#### Exercise
One line at a time, check the entries below for the word "wall", and copy each line that has it.

[Stored data]

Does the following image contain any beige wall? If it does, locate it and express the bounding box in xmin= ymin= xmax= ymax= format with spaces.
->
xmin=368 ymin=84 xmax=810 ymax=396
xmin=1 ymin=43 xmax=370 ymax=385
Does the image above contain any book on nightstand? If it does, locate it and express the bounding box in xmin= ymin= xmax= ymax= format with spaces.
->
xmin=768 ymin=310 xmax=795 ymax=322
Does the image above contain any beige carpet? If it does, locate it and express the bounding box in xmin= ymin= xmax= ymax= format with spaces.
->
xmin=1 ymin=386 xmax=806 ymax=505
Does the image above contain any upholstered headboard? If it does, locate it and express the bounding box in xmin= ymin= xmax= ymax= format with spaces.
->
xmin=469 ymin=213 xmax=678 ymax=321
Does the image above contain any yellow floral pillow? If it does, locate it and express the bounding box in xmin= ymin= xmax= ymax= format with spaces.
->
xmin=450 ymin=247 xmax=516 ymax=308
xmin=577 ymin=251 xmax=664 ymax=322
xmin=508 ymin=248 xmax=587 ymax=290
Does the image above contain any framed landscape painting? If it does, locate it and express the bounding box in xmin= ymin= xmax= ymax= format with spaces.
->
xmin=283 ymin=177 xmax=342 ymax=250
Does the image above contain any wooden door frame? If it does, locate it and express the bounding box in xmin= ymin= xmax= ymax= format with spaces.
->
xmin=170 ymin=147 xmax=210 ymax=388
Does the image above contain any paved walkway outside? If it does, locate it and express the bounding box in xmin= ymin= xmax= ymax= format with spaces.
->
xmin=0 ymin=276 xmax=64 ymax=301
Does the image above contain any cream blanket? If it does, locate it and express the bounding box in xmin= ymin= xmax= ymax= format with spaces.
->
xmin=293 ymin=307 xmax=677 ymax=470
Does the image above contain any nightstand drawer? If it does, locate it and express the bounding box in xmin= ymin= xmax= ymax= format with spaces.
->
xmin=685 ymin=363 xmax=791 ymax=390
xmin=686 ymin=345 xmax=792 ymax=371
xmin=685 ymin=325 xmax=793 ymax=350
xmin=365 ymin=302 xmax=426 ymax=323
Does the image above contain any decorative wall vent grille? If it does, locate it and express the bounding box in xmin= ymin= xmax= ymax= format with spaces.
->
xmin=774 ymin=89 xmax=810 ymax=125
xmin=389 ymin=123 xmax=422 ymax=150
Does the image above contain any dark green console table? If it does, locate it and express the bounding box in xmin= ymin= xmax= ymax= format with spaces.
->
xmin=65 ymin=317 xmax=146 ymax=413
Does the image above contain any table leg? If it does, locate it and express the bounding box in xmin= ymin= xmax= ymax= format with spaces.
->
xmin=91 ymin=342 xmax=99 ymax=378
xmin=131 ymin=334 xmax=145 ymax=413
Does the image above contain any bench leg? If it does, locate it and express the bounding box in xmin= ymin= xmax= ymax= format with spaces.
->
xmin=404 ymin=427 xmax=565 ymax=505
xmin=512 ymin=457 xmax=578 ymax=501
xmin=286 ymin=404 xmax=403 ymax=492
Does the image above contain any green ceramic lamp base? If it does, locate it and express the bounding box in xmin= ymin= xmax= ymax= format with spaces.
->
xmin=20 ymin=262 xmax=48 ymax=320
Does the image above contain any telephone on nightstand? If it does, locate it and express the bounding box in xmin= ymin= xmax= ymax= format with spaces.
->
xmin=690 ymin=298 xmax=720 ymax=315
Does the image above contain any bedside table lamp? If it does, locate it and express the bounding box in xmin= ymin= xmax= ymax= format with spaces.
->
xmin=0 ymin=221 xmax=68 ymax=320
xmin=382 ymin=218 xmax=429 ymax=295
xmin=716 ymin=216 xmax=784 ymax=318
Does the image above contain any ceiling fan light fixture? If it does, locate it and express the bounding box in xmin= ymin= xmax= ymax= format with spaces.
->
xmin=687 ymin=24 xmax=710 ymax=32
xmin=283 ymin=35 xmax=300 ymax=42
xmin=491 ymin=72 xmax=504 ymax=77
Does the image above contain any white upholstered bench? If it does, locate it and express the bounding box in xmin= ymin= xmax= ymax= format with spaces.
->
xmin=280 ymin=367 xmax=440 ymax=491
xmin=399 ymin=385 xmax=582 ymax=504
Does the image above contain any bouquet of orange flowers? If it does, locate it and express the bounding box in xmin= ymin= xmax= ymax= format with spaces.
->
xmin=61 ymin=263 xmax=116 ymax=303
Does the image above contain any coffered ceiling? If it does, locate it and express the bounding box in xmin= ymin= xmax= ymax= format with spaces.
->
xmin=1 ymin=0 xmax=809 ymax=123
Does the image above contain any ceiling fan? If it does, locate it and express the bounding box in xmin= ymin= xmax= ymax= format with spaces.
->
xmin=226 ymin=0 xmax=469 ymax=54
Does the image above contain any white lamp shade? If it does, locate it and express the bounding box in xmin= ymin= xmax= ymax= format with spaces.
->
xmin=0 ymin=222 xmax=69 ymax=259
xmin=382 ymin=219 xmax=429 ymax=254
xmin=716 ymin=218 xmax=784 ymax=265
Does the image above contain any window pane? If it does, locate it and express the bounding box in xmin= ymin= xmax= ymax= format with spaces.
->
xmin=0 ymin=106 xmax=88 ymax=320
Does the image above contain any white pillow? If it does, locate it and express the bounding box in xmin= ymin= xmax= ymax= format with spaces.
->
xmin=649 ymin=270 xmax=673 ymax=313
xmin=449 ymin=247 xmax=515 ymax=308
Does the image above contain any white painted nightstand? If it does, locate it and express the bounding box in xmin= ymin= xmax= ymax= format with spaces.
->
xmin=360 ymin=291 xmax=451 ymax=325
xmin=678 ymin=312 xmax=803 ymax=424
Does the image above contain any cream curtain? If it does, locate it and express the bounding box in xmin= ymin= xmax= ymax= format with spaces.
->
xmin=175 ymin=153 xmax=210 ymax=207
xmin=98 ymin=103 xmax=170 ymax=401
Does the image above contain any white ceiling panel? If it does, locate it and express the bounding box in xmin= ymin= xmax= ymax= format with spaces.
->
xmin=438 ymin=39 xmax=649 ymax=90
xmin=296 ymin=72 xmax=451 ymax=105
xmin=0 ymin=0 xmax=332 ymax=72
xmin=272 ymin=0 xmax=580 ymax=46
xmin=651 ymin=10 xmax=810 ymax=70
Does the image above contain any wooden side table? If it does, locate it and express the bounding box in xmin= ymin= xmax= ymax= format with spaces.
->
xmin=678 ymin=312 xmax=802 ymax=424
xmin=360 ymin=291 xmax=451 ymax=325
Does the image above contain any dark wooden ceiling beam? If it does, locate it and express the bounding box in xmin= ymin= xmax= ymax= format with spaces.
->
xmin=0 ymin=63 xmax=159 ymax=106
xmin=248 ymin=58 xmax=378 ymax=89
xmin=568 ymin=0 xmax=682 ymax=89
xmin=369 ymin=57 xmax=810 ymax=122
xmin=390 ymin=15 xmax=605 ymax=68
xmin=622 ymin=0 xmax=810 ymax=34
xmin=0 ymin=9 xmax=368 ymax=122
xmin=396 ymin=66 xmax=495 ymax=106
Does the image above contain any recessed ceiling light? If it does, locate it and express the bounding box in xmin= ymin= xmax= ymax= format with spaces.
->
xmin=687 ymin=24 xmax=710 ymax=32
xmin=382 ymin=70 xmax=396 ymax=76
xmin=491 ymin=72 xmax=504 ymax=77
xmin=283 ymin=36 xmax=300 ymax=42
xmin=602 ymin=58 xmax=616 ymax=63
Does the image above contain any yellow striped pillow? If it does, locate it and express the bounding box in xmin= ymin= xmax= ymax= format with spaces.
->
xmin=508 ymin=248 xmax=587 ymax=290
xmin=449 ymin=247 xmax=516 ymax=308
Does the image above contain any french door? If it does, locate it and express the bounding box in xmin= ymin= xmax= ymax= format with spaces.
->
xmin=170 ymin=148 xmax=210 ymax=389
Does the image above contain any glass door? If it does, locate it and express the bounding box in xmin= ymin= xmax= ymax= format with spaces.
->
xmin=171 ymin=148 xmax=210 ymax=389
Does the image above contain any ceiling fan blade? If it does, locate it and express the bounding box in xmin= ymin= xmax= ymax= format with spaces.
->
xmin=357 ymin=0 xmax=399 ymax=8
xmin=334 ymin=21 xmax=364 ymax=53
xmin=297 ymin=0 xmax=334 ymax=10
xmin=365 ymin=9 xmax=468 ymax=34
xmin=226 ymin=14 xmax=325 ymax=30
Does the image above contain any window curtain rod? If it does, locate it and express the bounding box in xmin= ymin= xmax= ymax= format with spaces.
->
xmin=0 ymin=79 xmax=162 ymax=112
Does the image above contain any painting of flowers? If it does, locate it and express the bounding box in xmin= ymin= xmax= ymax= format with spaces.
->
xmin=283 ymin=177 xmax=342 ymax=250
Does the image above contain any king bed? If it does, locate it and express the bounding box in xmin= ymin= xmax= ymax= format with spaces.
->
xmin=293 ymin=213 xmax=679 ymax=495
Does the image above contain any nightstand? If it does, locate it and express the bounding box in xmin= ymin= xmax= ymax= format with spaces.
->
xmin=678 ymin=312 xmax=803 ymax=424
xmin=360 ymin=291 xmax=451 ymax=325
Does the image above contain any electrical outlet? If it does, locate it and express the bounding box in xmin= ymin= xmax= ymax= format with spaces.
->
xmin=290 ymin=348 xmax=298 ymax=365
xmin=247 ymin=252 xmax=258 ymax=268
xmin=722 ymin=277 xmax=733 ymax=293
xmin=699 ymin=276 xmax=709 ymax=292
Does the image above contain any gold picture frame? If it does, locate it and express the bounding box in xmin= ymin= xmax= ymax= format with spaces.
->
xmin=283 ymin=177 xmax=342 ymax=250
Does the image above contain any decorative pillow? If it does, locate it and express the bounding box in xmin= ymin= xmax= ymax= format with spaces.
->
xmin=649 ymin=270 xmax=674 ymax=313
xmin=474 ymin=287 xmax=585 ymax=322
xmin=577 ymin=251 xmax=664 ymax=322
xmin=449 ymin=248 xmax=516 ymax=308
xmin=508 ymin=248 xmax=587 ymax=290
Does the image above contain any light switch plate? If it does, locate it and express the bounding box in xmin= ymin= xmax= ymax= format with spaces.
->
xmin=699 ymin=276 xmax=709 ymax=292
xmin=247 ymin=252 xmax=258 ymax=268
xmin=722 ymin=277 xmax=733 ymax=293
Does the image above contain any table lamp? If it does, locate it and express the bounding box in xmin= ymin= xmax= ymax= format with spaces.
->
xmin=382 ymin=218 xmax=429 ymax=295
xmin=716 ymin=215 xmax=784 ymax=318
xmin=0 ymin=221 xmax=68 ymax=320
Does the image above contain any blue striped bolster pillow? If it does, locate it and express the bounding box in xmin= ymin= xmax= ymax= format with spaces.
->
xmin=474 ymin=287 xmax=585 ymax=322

#### The completed task
Does the following image contain any beige wall? If it does, locate it and express the bounding box in xmin= ymin= xmax= ymax= format with spaces.
Does the image above contain any decorative wall vent grille? If it does, locate it and express the bounding box in xmin= ymin= xmax= ymax= format with spaces.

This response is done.